--- begin ---

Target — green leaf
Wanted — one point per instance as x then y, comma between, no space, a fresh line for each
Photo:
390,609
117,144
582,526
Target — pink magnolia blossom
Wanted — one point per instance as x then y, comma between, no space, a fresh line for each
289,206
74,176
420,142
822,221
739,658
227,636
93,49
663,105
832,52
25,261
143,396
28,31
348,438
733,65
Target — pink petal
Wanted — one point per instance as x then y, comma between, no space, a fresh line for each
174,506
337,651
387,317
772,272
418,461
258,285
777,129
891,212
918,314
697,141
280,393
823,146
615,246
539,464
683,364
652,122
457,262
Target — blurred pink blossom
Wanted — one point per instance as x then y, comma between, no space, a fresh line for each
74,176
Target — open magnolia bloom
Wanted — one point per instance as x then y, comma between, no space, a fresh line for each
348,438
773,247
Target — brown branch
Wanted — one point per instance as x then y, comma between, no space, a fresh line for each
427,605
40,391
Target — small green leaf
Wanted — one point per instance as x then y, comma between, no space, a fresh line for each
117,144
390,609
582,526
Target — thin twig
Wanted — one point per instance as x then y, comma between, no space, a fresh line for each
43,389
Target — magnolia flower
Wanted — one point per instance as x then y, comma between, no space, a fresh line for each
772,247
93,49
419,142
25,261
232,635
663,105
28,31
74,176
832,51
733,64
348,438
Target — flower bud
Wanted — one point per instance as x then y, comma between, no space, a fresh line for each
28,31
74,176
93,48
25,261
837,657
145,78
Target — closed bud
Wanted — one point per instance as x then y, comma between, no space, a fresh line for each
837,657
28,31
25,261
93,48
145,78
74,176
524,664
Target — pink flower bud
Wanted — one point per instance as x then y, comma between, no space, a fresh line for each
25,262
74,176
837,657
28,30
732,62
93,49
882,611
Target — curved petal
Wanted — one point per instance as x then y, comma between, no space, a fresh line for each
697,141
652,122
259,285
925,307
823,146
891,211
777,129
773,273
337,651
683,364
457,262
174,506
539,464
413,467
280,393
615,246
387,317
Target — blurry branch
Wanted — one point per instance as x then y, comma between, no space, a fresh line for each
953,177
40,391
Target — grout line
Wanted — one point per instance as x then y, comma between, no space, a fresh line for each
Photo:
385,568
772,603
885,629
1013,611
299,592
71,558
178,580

--- end ---

*PROBLEM STATEMENT:* Can you lay out every line of the items, from the line containing "Target — closed bud" through the final line of the items, as a Markdown table with the columns Row and Line, numbering each row and skipping blank lines?

*WRITTEN RESPONSE:*
| Row | Line |
|---|---|
| 1 | Target — closed bud |
| 2 | Wanted — one point per instance as x then y, comma between, no space, a fresh line for each |
| 3 | 837,657 |
| 4 | 28,31 |
| 5 | 25,261 |
| 6 | 93,48 |
| 7 | 145,78 |
| 8 | 74,176 |
| 9 | 524,664 |
| 10 | Target — pink flower bud |
| 11 | Wanted — one point per instance as x then y, comma between, no space, a fresh line for each |
| 12 | 25,262 |
| 13 | 74,176 |
| 14 | 837,657 |
| 15 | 28,30 |
| 16 | 732,62 |
| 17 | 93,49 |
| 18 | 882,611 |
| 19 | Target — curved petal |
| 20 | Wanted — one point per instance as x then y, comma between, no space, a fresh line for each |
| 21 | 697,141 |
| 22 | 652,122 |
| 23 | 259,285 |
| 24 | 925,307 |
| 25 | 823,146 |
| 26 | 891,211 |
| 27 | 777,129 |
| 28 | 773,273 |
| 29 | 337,651 |
| 30 | 683,364 |
| 31 | 457,262 |
| 32 | 174,506 |
| 33 | 539,464 |
| 34 | 413,467 |
| 35 | 280,393 |
| 36 | 615,246 |
| 37 | 387,317 |
| 38 | Target — blurry branch |
| 39 | Wanted — one point per instance as x then y, comma between, no space, a fresh line for each |
| 40 | 953,177 |
| 41 | 40,391 |
| 42 | Target — grout line |
| 43 | Wanted — one point per instance as x then y, comma between, no space, a fresh line for each |
| 44 | Photo: |
| 45 | 385,568 |
| 46 | 772,603 |
| 47 | 885,629 |
| 48 | 1013,611 |
| 49 | 299,592 |
| 50 | 71,558 |
| 51 | 178,580 |